(REQUIREMENT): Copy the records below with "shoulder strap" replaced by "backpack strap", leaving everything else unchanged.

(DATA FOR THIS TASK):
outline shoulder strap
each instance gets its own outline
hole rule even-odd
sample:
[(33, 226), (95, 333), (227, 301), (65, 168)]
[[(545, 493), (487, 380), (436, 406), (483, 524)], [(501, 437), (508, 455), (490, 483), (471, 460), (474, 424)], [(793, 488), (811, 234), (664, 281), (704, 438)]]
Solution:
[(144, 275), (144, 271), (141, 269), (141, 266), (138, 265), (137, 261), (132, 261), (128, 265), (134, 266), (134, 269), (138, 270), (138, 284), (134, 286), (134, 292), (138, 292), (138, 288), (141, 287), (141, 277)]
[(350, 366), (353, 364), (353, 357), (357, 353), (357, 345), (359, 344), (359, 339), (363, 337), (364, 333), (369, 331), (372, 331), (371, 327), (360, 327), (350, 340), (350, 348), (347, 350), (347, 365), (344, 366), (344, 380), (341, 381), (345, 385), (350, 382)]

(TASK SOLUTION):
outline backpack strap
each instance gets its own outline
hole rule even-odd
sample:
[(33, 226), (95, 333), (227, 301), (65, 168)]
[[(545, 493), (487, 380), (436, 406), (483, 524)], [(501, 437), (508, 455), (490, 483), (471, 460), (474, 424)], [(793, 488), (811, 234), (664, 281), (704, 438)]]
Solution:
[(144, 275), (144, 271), (141, 269), (141, 266), (138, 265), (137, 261), (132, 261), (128, 265), (134, 266), (134, 269), (138, 270), (138, 284), (134, 286), (134, 292), (138, 292), (138, 288), (141, 287), (141, 277)]
[(350, 366), (353, 364), (353, 357), (357, 353), (357, 345), (359, 344), (359, 339), (363, 337), (364, 333), (369, 331), (372, 331), (371, 327), (360, 327), (350, 340), (350, 348), (347, 350), (347, 365), (344, 366), (344, 380), (341, 381), (345, 385), (350, 382)]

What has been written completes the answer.